Piratón Records Fights Stereotypes Through Compilations

RRayen

Rrayen

In 2015, Carlos Huerta, formerly known as electronic/rap artist Josué Josué, and currently a music journalist, founded Piratón Records in Mexico City. Huerta had no intention of focusing on any particular genre, but wanted to create a platform for experimental outlier-type artists. He chose the name “piratón” (“pirate”) for the label to reference the idea of illegal recordings as well as the Spanish-language sense of something that is underground.

The first two releases focused on experimental rap and hip-hop beats, but the following veered into different territory. Titled No Hay Más Fruta Que La Nuestra and featuring only female artists, the label announced that the compilation sought to “break away from segregation, centralization, prejudice, machismo, double standards, classism, cultural exoticization, and other anachronistic expressions.”

Piraton-Planta-Carnivora_Chile-600

Planta Carnivora

Highlighting the work of artists from all over Spain and Latin America (Mexico, Cuba, Chile, Argentina, and the Dominican Republic), that first compilation and its followup, released in May 2017, share a wildly varied and fresh range of musical styles—folk, experimental electronic, hip-hop, punk, psych-pop, noise, and shoegaze.

#### [Data lines]
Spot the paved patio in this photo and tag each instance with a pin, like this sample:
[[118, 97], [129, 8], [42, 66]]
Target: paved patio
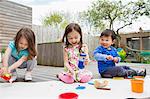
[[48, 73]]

#### [Short task]
From the article on Piratón Records, return word for word the part that opens with the words "In 2015, Carlos" and closes with "that is underground.".

#### [Output below]
In 2015, Carlos Huerta, formerly known as electronic/rap artist Josué Josué, and currently a music journalist, founded Piratón Records in Mexico City. Huerta had no intention of focusing on any particular genre, but wanted to create a platform for experimental outlier-type artists. He chose the name “piratón” (“pirate”) for the label to reference the idea of illegal recordings as well as the Spanish-language sense of something that is underground.